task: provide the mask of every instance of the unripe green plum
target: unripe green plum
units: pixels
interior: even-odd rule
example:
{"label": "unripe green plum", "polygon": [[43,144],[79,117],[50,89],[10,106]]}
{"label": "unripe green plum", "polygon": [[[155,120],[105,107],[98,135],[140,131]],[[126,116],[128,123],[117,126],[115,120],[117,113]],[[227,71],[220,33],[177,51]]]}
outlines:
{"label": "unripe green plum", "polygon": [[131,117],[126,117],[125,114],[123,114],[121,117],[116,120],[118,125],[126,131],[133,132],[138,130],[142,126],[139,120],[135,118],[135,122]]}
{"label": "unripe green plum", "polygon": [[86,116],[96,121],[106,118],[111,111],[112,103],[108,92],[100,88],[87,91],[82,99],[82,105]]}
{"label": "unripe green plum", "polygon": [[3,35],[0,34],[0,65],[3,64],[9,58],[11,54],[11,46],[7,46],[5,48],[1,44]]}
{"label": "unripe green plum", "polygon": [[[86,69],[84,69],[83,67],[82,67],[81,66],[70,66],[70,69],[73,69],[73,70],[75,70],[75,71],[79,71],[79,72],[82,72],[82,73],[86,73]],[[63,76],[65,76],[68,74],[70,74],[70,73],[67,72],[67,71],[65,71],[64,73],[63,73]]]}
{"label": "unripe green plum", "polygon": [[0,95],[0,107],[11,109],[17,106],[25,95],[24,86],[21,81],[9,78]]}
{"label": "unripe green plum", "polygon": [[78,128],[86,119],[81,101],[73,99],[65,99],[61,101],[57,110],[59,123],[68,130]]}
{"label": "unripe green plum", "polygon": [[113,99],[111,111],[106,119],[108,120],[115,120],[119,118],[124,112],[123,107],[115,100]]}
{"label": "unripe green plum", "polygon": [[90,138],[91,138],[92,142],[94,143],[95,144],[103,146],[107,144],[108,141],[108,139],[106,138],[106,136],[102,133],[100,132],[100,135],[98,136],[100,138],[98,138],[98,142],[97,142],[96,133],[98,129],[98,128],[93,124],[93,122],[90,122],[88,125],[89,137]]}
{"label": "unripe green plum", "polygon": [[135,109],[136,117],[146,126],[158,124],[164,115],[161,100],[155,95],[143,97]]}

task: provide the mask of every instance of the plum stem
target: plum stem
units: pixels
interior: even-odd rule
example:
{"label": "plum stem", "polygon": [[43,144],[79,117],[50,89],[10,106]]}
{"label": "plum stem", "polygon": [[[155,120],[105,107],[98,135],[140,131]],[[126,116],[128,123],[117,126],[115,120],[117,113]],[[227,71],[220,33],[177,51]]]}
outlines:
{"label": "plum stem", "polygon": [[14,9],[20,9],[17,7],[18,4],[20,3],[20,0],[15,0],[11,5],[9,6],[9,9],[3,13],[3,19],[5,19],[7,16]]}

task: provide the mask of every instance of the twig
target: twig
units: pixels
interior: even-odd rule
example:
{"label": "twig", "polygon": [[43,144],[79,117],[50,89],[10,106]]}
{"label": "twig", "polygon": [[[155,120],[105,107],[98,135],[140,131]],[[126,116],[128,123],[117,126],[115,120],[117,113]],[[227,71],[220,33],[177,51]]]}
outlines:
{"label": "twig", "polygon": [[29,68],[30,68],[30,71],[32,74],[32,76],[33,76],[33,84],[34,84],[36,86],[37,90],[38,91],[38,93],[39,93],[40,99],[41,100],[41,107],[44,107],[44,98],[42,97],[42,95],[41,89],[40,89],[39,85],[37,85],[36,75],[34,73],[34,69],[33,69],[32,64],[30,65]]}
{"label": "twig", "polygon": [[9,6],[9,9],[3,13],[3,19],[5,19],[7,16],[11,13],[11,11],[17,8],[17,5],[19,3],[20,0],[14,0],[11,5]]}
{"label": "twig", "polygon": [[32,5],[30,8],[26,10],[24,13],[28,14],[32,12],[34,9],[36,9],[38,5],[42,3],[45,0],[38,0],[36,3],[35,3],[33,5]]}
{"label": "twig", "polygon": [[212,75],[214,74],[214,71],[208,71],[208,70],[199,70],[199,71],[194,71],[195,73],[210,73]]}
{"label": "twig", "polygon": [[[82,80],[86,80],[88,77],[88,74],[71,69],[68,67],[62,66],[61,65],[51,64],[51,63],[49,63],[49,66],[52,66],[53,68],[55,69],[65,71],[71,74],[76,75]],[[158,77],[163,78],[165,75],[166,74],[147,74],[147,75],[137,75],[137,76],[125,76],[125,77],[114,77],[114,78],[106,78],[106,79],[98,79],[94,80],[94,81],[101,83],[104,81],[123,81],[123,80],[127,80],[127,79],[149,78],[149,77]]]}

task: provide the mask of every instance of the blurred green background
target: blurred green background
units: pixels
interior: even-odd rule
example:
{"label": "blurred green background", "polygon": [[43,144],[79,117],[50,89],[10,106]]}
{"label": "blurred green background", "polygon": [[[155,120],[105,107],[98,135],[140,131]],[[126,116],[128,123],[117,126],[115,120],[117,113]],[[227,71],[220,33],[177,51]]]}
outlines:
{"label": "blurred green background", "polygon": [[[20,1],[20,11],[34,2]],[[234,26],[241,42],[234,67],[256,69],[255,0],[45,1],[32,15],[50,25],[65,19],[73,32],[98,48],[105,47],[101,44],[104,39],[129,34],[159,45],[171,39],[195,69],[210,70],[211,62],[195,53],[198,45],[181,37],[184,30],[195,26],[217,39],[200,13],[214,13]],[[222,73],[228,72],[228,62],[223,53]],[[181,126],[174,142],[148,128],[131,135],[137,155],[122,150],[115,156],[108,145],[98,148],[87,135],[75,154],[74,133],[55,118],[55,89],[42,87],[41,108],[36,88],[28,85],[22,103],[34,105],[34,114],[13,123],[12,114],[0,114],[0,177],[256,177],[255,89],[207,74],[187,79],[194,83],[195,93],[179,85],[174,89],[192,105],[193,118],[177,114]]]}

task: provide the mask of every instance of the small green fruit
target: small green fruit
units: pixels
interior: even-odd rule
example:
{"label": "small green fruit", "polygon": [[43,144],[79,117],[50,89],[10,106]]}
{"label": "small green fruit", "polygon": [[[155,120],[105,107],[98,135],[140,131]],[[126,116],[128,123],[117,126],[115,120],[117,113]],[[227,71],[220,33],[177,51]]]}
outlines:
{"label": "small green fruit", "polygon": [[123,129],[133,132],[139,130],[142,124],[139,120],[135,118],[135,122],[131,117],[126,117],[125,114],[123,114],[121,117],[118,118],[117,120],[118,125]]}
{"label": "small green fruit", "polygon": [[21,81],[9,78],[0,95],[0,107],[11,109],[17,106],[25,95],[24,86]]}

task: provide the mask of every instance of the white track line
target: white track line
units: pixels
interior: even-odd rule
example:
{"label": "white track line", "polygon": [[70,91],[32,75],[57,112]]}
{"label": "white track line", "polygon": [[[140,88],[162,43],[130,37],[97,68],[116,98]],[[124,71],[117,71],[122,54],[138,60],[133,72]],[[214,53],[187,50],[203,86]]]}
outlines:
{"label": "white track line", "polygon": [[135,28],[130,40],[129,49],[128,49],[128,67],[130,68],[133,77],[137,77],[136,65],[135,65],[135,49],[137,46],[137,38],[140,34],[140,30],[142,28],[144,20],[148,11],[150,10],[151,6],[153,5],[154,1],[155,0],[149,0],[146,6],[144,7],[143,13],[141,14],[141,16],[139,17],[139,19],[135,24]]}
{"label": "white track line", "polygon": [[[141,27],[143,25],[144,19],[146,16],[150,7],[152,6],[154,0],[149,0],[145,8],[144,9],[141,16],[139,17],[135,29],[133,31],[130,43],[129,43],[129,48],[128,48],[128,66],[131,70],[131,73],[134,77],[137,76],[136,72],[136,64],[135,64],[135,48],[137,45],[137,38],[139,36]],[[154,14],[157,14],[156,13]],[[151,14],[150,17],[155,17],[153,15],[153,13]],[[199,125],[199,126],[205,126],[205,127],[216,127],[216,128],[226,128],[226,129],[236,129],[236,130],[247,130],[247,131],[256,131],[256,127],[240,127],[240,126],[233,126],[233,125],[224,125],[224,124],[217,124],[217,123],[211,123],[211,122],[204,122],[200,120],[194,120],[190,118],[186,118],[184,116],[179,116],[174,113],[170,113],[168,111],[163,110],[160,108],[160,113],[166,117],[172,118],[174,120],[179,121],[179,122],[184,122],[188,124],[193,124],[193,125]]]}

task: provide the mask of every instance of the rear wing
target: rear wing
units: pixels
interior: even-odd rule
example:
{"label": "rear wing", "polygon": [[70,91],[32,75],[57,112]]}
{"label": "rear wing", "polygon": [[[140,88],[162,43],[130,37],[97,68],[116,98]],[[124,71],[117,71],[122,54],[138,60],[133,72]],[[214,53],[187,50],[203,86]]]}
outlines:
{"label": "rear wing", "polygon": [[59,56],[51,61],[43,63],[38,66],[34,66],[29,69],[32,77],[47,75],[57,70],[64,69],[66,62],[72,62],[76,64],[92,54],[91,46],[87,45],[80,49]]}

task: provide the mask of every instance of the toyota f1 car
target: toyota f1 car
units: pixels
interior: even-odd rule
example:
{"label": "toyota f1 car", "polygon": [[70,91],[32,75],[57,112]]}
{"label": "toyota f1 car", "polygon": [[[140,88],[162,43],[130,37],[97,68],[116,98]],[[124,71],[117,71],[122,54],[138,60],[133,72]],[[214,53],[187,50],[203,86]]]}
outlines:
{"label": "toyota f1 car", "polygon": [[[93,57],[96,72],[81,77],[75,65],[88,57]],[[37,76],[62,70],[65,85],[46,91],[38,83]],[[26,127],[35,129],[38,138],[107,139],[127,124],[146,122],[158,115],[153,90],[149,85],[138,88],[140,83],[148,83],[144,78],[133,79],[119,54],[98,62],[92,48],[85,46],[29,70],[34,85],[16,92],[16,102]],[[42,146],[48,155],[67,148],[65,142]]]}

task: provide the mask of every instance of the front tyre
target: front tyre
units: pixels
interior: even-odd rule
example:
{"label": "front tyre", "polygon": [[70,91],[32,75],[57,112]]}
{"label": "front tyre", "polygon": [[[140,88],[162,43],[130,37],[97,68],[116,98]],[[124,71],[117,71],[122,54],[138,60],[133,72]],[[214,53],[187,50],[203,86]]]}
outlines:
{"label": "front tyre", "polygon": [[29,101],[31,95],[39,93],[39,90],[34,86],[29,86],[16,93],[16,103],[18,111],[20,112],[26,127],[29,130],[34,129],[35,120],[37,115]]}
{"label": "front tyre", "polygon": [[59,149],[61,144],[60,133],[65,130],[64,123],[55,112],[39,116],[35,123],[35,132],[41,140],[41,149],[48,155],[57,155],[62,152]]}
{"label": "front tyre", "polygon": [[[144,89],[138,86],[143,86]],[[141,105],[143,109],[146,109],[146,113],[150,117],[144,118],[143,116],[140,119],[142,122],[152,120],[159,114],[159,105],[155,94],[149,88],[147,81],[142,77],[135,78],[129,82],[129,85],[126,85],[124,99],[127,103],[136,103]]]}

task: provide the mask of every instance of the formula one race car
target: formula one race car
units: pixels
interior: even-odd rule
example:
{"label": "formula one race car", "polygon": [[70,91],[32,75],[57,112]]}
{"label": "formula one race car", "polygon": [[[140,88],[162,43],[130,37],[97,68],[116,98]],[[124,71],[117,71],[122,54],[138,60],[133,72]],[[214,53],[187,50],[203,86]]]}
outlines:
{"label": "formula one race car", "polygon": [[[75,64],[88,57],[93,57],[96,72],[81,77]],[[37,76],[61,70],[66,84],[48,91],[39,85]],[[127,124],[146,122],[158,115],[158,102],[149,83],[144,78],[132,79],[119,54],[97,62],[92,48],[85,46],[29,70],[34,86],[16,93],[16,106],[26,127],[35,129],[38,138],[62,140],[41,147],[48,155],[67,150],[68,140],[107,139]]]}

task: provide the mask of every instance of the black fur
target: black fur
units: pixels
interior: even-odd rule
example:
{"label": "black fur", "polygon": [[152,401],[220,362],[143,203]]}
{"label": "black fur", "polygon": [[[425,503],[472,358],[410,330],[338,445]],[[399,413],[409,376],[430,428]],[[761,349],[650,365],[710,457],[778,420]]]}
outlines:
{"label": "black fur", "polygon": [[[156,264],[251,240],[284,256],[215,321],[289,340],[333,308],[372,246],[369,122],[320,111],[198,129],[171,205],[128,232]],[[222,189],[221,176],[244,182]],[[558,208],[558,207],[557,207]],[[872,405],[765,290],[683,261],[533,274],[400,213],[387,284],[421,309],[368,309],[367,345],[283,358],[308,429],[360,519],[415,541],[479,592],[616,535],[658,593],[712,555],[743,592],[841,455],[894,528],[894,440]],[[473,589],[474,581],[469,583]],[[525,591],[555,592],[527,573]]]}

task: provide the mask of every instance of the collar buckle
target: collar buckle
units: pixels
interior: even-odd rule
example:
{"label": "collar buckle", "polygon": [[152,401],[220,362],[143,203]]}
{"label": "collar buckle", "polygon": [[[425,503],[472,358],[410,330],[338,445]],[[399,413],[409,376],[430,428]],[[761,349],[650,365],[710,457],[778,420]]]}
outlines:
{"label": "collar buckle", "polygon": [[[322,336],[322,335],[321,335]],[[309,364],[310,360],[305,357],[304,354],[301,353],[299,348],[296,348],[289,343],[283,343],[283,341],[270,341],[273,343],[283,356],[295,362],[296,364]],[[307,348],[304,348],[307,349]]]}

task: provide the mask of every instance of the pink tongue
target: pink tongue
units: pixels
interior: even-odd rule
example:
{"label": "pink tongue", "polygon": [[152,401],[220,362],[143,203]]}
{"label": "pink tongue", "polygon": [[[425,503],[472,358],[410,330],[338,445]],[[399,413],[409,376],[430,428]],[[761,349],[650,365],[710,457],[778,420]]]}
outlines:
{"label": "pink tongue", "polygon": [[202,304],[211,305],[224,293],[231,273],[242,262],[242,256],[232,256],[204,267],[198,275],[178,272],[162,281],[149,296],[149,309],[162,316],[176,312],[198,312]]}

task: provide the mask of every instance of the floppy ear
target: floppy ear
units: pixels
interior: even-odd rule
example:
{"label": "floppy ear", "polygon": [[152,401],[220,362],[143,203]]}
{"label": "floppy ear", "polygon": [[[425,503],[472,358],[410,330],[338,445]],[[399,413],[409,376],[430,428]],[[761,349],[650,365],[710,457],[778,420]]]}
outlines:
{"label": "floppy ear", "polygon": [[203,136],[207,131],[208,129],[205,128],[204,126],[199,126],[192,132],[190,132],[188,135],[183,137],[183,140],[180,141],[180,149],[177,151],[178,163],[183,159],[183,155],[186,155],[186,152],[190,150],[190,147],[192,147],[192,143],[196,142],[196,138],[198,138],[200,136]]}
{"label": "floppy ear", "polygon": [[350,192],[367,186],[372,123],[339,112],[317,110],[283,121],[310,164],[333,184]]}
▬▬▬▬▬▬▬▬▬▬
» **Task objective**
Which lines in the rows above contain the string "pink"? List each of them in full, counting only matches with the same case.

» **Solution**
task: provide the mask of every instance of the pink tongue
target: pink tongue
{"label": "pink tongue", "polygon": [[152,401],[220,362],[143,203]]}
{"label": "pink tongue", "polygon": [[[425,503],[472,358],[410,330],[338,445]],[[399,413],[409,376],[430,428]],[[761,349],[650,365],[710,457],[778,420]]]}
{"label": "pink tongue", "polygon": [[202,304],[211,305],[224,293],[231,273],[242,262],[242,256],[232,256],[204,267],[198,275],[178,272],[162,281],[149,296],[149,309],[162,316],[176,312],[198,312]]}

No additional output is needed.